(Text excerpt Opens)
By Rich Der Aris
October 28th, 2021
Prior to starting employment at Sullivan Engineering, A Rimkus Company, I was part of a medium-sized building envelope construction firm. Over the last 28 years in this industry, change has always been a constant. Changes such as insurance, inflation, material costs, regulations, and safety training protocols, have caused increased pricing within the construction industry, especially over the last couple of years.
COVID-19 regulations have greatly affected the industry throughout our city, as the mandates relate directly to contractors who have to enter the personal space of building occupants. Daily health checks and additional regulations are likely to be requirements for the foreseeable future. Often, current projects, that were bid pre-pandemic are subject to change orders, in order to pass the cost of the additional requirements to the building owner.
The most significant cost increases that the industry has encountered over the last 2-3 years are related to insurance policies. Several of the larger liability insurers have moved away from the New York market, which leaves smaller “boutique” insurance companies to provide policies to contractors. Now, contractors are responsible for the annual double-digit premium increases. Limitations/exclusions have become normal to read in policy fine print as contractors try to avoid the spike in overhead costs. Rate quotes for umbrella policies have also increased since the pandemic. Some firms have elected to lower their policy limits to help curb increased costs effectively, which leaves the clients with less protection.
The building envelope industry is currently dealing with long material lead times and supply chain problems due to raw material shortages, production delays due to state and federal COVID-19 regulations, labor disputes, labor shortages, global trade interruptions, and shipping delays. These delays have resulted in frequent and unpredictable increases in material cost. Contractors are struggling to keep up and are often forced to request change orders from their clients in order to offset the volatile market.
(Text excerpt Closes)
(Material provided Opens)
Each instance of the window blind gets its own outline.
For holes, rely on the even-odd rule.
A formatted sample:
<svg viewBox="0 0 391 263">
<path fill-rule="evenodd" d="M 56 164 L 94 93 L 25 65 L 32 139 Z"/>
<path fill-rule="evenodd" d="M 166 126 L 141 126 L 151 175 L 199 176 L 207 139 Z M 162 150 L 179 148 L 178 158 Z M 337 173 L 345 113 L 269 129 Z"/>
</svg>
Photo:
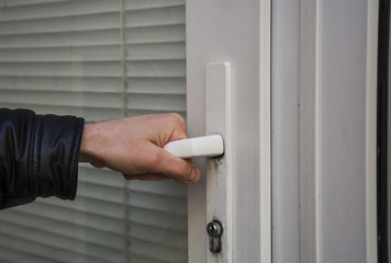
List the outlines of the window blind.
<svg viewBox="0 0 391 263">
<path fill-rule="evenodd" d="M 185 39 L 185 0 L 2 1 L 0 106 L 186 116 Z M 80 164 L 76 201 L 0 211 L 0 262 L 187 262 L 186 186 Z"/>
</svg>

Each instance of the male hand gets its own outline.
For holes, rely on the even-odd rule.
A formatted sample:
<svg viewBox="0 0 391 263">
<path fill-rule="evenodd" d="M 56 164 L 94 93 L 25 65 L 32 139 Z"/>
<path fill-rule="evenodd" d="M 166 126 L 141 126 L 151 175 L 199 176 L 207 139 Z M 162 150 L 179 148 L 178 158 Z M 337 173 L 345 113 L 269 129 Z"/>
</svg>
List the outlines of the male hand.
<svg viewBox="0 0 391 263">
<path fill-rule="evenodd" d="M 87 123 L 79 161 L 110 168 L 127 180 L 197 183 L 200 170 L 191 160 L 161 149 L 169 141 L 185 138 L 185 121 L 175 113 Z"/>
</svg>

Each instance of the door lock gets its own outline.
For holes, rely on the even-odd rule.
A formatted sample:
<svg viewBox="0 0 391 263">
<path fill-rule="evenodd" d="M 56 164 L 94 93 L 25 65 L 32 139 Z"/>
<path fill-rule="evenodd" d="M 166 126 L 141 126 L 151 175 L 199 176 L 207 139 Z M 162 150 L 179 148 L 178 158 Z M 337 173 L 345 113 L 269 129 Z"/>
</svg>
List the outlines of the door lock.
<svg viewBox="0 0 391 263">
<path fill-rule="evenodd" d="M 206 226 L 209 235 L 209 250 L 212 253 L 221 251 L 221 236 L 223 235 L 223 226 L 217 220 L 213 220 Z"/>
</svg>

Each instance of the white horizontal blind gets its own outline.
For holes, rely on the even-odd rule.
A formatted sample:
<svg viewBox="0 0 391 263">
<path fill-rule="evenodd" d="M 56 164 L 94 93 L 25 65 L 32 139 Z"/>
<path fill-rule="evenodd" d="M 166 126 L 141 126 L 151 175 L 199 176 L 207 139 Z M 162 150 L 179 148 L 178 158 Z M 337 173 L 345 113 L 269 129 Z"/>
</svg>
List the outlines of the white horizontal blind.
<svg viewBox="0 0 391 263">
<path fill-rule="evenodd" d="M 0 2 L 0 106 L 186 115 L 185 0 Z M 187 191 L 80 165 L 74 202 L 0 211 L 0 262 L 187 262 Z"/>
</svg>

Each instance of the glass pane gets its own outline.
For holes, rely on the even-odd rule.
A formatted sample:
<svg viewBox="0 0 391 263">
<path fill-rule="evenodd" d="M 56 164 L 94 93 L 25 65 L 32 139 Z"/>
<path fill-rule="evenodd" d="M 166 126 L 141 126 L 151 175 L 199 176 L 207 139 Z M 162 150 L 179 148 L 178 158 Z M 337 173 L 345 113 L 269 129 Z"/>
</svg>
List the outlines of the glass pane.
<svg viewBox="0 0 391 263">
<path fill-rule="evenodd" d="M 185 0 L 7 1 L 0 106 L 86 121 L 186 117 L 185 27 Z M 187 262 L 187 187 L 171 181 L 127 182 L 80 164 L 76 201 L 0 211 L 1 262 Z"/>
</svg>

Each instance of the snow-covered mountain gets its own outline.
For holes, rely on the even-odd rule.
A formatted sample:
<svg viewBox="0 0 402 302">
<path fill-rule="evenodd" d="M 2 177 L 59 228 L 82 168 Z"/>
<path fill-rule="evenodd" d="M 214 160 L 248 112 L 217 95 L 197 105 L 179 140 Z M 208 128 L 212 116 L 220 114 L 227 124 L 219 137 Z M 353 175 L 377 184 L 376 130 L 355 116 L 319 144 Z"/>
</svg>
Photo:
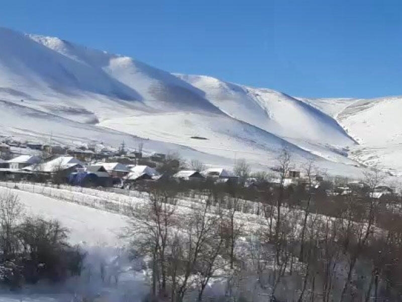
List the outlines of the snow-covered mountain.
<svg viewBox="0 0 402 302">
<path fill-rule="evenodd" d="M 295 98 L 171 73 L 127 56 L 5 28 L 0 28 L 0 135 L 44 140 L 51 133 L 63 143 L 117 145 L 124 140 L 132 147 L 142 138 L 146 149 L 176 150 L 226 166 L 245 158 L 254 167 L 270 167 L 286 147 L 295 163 L 314 158 L 330 173 L 356 175 L 356 161 L 370 163 L 374 142 L 382 147 L 381 142 L 396 143 L 393 151 L 384 150 L 398 153 L 401 139 L 400 132 L 392 130 L 386 134 L 395 138 L 383 139 L 384 132 L 375 126 L 385 127 L 376 115 L 382 101 Z M 396 111 L 397 102 L 393 103 Z M 386 112 L 392 111 L 387 106 Z M 386 126 L 394 129 L 383 117 Z M 381 141 L 362 126 L 372 120 L 378 129 L 372 134 L 382 135 Z"/>
</svg>

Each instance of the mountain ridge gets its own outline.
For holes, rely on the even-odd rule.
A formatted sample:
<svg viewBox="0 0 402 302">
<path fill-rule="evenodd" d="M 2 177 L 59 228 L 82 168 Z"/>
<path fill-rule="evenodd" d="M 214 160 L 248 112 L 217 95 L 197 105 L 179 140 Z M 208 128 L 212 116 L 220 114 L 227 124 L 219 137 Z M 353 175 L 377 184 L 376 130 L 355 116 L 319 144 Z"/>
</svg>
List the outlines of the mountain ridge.
<svg viewBox="0 0 402 302">
<path fill-rule="evenodd" d="M 0 98 L 7 102 L 23 99 L 24 107 L 72 122 L 228 160 L 244 157 L 257 165 L 265 153 L 263 165 L 272 166 L 287 147 L 296 162 L 314 157 L 336 167 L 334 173 L 346 167 L 356 174 L 357 162 L 364 163 L 351 156 L 364 141 L 351 135 L 353 122 L 348 124 L 360 111 L 339 118 L 333 114 L 344 105 L 339 99 L 334 99 L 337 107 L 324 99 L 170 73 L 126 56 L 3 28 L 1 41 L 7 46 L 0 47 Z M 209 139 L 190 138 L 203 135 Z"/>
</svg>

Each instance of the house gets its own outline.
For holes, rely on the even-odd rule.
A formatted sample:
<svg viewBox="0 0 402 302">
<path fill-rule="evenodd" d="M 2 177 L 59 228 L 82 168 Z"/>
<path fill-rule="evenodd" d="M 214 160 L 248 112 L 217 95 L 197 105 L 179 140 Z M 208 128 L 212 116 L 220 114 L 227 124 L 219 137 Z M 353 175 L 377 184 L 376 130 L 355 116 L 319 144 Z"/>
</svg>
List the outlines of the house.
(Material provided Closes)
**Problem requirements:** According to the article on rising construction costs, why are current projects that were bid before the pandemic often subject to change orders?

**Answer for the task:** Change orders let contractors pass the cost of the additional COVID-19 requirements, such as daily health checks, on to the building owner.